- [Task goal]
Please format the records from the line containing "1143, row 394." through the line containing "column 63, row 477", both included, as a JSON list of strings with one string per line and blank lines omitted.

- [Material for this task]
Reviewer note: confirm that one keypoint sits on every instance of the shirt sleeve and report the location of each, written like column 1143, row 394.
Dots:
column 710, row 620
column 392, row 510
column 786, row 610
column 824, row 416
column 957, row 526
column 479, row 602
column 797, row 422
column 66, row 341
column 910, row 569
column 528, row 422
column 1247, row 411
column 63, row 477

* * *

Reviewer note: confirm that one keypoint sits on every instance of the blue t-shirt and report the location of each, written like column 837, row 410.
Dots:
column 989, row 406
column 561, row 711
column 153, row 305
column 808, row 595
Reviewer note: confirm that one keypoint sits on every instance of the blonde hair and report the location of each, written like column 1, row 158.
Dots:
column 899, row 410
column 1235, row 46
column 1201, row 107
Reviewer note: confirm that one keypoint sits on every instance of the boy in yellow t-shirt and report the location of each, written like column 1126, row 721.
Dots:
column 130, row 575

==

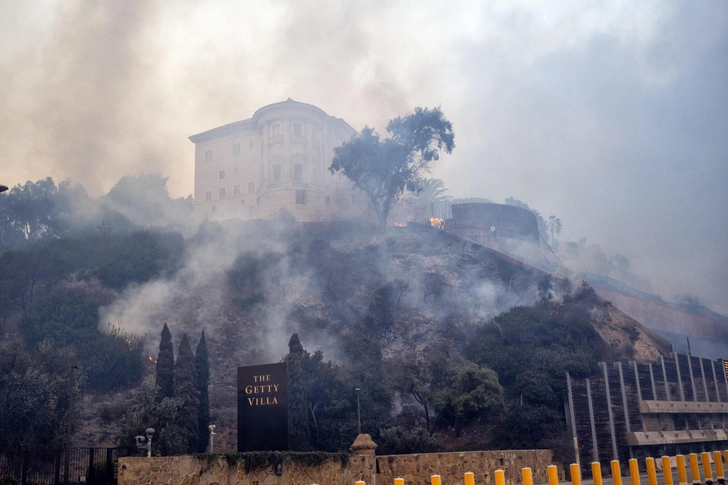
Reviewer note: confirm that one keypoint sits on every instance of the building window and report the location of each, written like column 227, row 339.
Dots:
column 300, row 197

- [Written response]
[
  "Reviewer note: confirm that one keypoint sits on every instance of the shirt sleeve and report the location of each, written like column 1143, row 394.",
  "Dots:",
  "column 710, row 620",
  "column 392, row 510",
  "column 786, row 610",
  "column 824, row 416",
  "column 957, row 526",
  "column 479, row 602",
  "column 797, row 422",
  "column 66, row 341",
  "column 910, row 569",
  "column 528, row 422",
  "column 1247, row 411",
  "column 63, row 477"
]